- **Yazılı alıştırma**:
Aşağıdaki satırları düzenleyin: her satırdaki "single marker" ifadesini "single dot" ile değiştirin, geri kalan her şeyi aynen koruyun.

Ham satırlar
==================================================

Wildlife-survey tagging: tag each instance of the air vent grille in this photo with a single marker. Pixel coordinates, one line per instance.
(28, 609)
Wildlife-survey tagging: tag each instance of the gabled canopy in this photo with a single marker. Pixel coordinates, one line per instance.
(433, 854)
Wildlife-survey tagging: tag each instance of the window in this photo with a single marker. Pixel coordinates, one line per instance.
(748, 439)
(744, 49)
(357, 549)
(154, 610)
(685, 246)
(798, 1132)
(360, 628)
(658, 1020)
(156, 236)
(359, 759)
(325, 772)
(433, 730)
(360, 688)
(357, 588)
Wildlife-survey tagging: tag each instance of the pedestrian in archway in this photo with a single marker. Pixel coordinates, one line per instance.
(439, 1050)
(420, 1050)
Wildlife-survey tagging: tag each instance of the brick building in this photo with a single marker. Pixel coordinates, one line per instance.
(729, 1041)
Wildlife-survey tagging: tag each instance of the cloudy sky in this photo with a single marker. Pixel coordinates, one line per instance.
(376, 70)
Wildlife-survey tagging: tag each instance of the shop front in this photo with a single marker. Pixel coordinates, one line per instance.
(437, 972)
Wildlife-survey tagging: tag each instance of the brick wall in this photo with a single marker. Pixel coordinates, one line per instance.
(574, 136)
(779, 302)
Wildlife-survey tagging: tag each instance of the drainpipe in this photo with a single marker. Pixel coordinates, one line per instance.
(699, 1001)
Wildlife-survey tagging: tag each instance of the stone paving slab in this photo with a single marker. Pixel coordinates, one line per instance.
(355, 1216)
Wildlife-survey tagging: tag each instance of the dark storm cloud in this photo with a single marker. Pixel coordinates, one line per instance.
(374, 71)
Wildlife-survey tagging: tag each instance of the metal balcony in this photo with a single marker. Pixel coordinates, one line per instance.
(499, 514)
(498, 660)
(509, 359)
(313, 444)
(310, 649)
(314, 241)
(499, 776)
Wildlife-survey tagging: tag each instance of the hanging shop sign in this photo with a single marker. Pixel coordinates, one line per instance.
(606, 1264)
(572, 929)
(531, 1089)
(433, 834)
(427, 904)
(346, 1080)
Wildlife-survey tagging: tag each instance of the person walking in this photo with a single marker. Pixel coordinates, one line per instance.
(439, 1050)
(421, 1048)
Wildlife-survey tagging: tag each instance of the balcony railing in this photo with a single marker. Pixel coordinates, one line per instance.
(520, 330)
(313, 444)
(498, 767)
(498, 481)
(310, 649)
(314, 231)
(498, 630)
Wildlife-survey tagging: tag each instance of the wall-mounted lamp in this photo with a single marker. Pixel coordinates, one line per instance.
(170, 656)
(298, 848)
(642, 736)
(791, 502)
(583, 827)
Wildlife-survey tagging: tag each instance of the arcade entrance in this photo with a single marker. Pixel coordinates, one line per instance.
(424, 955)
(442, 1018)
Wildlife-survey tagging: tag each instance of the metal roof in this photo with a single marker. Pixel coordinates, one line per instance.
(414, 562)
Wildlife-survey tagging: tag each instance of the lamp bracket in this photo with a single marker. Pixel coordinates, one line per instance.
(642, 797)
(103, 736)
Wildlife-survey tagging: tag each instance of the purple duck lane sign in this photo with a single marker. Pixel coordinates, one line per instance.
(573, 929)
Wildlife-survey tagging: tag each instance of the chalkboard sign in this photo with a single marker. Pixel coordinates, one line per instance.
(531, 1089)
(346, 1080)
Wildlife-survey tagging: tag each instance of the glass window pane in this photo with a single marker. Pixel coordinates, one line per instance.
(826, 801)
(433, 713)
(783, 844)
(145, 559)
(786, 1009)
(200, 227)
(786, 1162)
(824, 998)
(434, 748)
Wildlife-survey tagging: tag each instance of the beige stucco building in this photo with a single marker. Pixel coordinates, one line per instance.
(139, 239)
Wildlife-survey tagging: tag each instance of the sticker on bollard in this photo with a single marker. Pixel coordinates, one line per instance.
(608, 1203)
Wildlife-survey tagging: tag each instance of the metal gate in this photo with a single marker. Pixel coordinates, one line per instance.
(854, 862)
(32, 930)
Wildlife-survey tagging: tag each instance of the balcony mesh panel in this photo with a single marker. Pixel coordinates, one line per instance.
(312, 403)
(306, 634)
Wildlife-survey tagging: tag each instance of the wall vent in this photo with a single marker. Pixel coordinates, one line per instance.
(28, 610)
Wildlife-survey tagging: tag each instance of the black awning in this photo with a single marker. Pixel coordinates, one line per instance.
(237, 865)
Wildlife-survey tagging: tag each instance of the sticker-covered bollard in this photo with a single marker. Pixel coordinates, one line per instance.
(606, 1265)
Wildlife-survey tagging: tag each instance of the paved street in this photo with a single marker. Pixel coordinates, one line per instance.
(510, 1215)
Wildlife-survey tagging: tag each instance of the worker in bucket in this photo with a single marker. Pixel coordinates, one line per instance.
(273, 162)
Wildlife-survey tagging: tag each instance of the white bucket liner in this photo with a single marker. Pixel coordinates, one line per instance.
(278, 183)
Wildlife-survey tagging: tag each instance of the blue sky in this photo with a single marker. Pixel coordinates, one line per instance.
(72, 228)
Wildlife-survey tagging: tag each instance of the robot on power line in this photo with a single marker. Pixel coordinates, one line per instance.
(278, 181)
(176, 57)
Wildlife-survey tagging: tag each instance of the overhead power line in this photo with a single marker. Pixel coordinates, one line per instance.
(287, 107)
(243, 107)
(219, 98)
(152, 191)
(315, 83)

==================================================

- **Doğru cevap**:
Wildlife-survey tagging: tag each instance of the air vent grille in this photo with a single dot. Pixel coordinates, one line per instance.
(28, 609)
Wildlife-survey tagging: tag each instance of the gabled canopy in this photo with a single dot. Pixel coordinates, one line per instance.
(433, 854)
Wildlife-survey tagging: tag each instance of the window in this photo with a single dot. Pixel coordinates, one line per instance.
(748, 439)
(744, 49)
(357, 549)
(154, 610)
(685, 246)
(798, 1132)
(360, 628)
(658, 1020)
(156, 236)
(359, 759)
(325, 772)
(433, 730)
(360, 688)
(357, 588)
Wildlife-survey tagging: tag each instance of the pedestrian in archway in this photo with a single dot. Pixel coordinates, one line per instance.
(439, 1050)
(420, 1050)
Wildlife-survey tagging: tag each instance of the brick building in this photo with a single dot. Pixel coordinates, one line per instance.
(729, 1041)
Wildlife-survey tagging: tag each instance of the cloudy sky in this photo with a single dot. Pixel coordinates, one line per instance.
(376, 70)
Wildlife-survey tagging: tag each instance of the shop front in this photo with a single dot. Pixel coordinates, one line per instance.
(437, 972)
Wildlife-survey tagging: tag each instance of the brick wall in this photo with a single dot. Pixel coordinates, one line per instance.
(574, 136)
(779, 302)
Wildlife-survey tagging: tag each instance of the drainpipe in this photo with a single dot. Pixel coordinates, one line per instance.
(699, 1001)
Wildlife-survey tagging: tag each instance of the stone paving slab in this photo with a single dot. Pixel coordinates, one line per instance.
(355, 1216)
Wildlife-survey tagging: tag each instance of the dark storm cloud in this photo with a single dot. Pixel coordinates, one line per instance.
(374, 71)
Wildlife-survey tagging: tag each instance of the metal balcony in this photo with a single dot. Pixel coordinates, one line per instance.
(499, 514)
(498, 660)
(509, 359)
(313, 444)
(310, 649)
(314, 241)
(499, 776)
Wildlife-survey tagging: tag each instance of the hanging shop sign in this photo with a single dot. Pixel coordinates, one line per instance.
(606, 1264)
(572, 929)
(531, 1089)
(433, 834)
(427, 904)
(346, 1080)
Wildlife-survey tagging: tag each instance of the person walking in this photo with a single dot. Pixel coordinates, one line per instance.
(439, 1050)
(421, 1048)
Wildlife-survey tagging: tag each instance of the balcony railing in this photo with a single dot. Pixel coordinates, one line per instance.
(520, 330)
(313, 444)
(498, 767)
(498, 481)
(310, 649)
(314, 231)
(498, 630)
Wildlife-survey tagging: tag each instance of the wall-mounted lamp in this photo with a single dot. Pixel coordinates, one line per instance.
(170, 656)
(298, 848)
(642, 736)
(791, 502)
(583, 827)
Wildlife-survey tagging: tag each instance of the arcade entrance in this photo with a single dot. Pixel coordinates, one line per instance.
(424, 955)
(442, 1018)
Wildlife-survey tagging: tag each instance of the metal roof in this photo with a single dot. Pixel coordinates, one line per instance.
(414, 562)
Wildlife-survey tagging: tag each instance of the lamp bracket in this photo with a single dot. Pixel coordinates, one line per instance.
(642, 797)
(103, 736)
Wildlife-survey tagging: tag each instance of the purple duck lane sign in this photo with a single dot. Pixel coordinates, one line per instance.
(573, 929)
Wildlife-survey tagging: tag each instance of the chalkboard sign in this photo with a single dot. Pixel coordinates, one line per instance.
(531, 1089)
(346, 1080)
Wildlife-survey tagging: tag each instance of the glass window pane in this photo with a single dot. Pixel coordinates, one line per instance.
(826, 801)
(433, 713)
(783, 844)
(145, 559)
(786, 1009)
(200, 227)
(786, 1162)
(824, 998)
(434, 748)
Wildlife-survey tagging: tag each instance of the beige stucco building in this photo with a single dot. Pixel coordinates, one line per instance.
(139, 239)
Wildlife-survey tagging: tag each instance of the sticker on bollard in this photo with a single dot. Pixel coordinates, one line per instance.
(608, 1203)
Wildlife-survey tagging: tag each instance of the metal gate in this photo with a single dot. Pixel coordinates, one line per instance.
(854, 862)
(32, 930)
Wildlife-survey tagging: tag each instance of the balcony mesh panel in this photo with a single dot. Pixel coordinates, one line per instance.
(312, 403)
(306, 634)
Wildlife-survey tagging: tag each instance of the wall vent in this photo with a single dot. Pixel coordinates, one line per instance.
(28, 610)
Wildlife-survey tagging: tag each instance of the black awning in this photo with a single dot. Pixel coordinates, one line per instance.
(237, 865)
Wildlife-survey tagging: tag each instance of the sticker-covered bollard in this photo with a single dot. Pixel coordinates, one line per instance.
(606, 1265)
Wildlife-survey tagging: tag each instance of the paved street in this photo with a single dot. Pixel coordinates, one line per instance.
(510, 1215)
Wildlife-survey tagging: tag each instance of the worker in bucket in this photo with a single dot. Pixel coordinates, one line per instance.
(273, 162)
Wildlife-survey tagging: tag each instance of the white bucket liner in this photo with a single dot. Pixel coordinates, one line per instance.
(278, 183)
Wildlife-survey tagging: tag each instance of the blue sky in this photo with a single dot. Pixel coordinates, one line per instance.
(72, 228)
Wildlife-survey tagging: tag each instance of the robot on power line in this photo with a single dot. Pixel coordinates, one line per instance.
(278, 181)
(176, 57)
Wildlife-survey tagging: tag each instance of the overhead power line in this photo with a single dot. Pixel coordinates, one line per instance.
(287, 107)
(243, 107)
(219, 98)
(152, 191)
(315, 83)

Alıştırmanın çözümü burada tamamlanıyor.